| EXERCISE DETAILS |
The entries should each be set down again precisely.

| DATA SUPPLIED |
• • • • •

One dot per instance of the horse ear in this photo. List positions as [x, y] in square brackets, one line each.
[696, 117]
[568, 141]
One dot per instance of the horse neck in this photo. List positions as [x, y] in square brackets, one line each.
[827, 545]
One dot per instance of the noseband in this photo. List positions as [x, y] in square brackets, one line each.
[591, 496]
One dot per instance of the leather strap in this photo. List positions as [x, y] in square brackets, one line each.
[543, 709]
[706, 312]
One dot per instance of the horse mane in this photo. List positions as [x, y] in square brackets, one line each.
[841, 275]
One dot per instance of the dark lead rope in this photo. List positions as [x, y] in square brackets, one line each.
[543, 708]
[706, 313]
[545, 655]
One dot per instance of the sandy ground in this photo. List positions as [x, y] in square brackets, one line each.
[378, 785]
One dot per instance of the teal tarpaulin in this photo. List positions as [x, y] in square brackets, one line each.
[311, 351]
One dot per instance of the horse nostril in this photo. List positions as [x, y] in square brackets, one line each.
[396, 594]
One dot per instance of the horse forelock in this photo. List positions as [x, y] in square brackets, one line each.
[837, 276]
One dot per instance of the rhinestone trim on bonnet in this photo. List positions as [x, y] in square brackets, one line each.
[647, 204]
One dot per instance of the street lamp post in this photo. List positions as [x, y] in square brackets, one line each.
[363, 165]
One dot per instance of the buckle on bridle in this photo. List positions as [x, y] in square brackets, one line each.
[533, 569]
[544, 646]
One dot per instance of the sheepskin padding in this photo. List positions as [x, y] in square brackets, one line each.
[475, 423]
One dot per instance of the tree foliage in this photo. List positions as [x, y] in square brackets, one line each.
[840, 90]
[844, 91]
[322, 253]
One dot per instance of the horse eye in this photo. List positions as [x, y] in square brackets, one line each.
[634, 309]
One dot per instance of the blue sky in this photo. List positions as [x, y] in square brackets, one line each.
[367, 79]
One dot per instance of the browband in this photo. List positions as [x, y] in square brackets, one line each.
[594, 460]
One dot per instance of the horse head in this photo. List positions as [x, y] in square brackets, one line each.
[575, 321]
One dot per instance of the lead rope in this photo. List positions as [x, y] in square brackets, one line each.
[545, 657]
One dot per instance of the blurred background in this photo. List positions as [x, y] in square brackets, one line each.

• • • • •

| YOUR RESPONSE |
One dot per instance of the horse ear in this photo. List positions as [x, y] in square brackets, one line each.
[696, 117]
[568, 141]
One dot per instance of the horse neck in this photo. List positions as [x, y] in square brackets, one line each.
[827, 545]
One dot per instance of the noseband in this photo. List positions as [x, y] in square brackets, one line each.
[591, 496]
One dot per instance of the leather strap in this photo. List positions as [x, y] in square brackets, one line each.
[543, 709]
[706, 312]
One dot per instance of the horse mane in this photo. List positions as [x, y] in square brackets, one line each.
[841, 275]
One dot per instance of the dark lead rope in this photo. List positions as [x, y] in square brackets, one line each.
[543, 708]
[706, 313]
[545, 655]
One dot per instance of the sandy ground in this photo. List positions as [x, y] in square brackets, one line each.
[378, 785]
One dot per instance of the teal tarpaulin in this photo. List positions as [x, y] in square brackets, one line each.
[311, 351]
One dot per instance of the horse nostril in this photo. List positions as [x, y] in square brackets, one line each.
[396, 594]
One dot per instance of the horse forelock in this photo. List positions as [x, y] in square brackets, one line each.
[837, 276]
One dot per instance of the rhinestone trim on bonnet in this photo. List positions as [x, y] in square brackets, one line each.
[647, 204]
One dot per instance of the street lamp post in this photo. List positions as [x, y] in square brackets, one line each.
[363, 165]
One dot per instance of the buckle on bridle in this photo. List positions as [x, y] in square brackets, one line each.
[533, 569]
[544, 646]
One dot per instance of the sheepskin padding in this photo. List positions as [x, y] in square brackets, one line each.
[475, 423]
One dot per instance of the tree foliage in this photo. List positions as [x, y] in square brackets, one line each.
[840, 90]
[844, 91]
[322, 253]
One dot per instance of the horse eye in this photo. List positions as [x, y] in square brackets, one line each.
[634, 309]
One dot per instance of the blue sky in this photo. List positions as [x, y] in square brackets, one line each.
[367, 79]
One dot per instance of the browband in this photo. List positions as [x, y] in square brackets, one line each.
[594, 460]
One dot per instance of the horse head in this photo. List positions as [x, y] in square brackets, one line each.
[575, 321]
One dot per instance of the lead rope in this photo. List positions as [x, y] in square brackets, one line each.
[545, 657]
One dot per instance of the blurred background in this photo. List positions as [x, y] in square brackets, one line each.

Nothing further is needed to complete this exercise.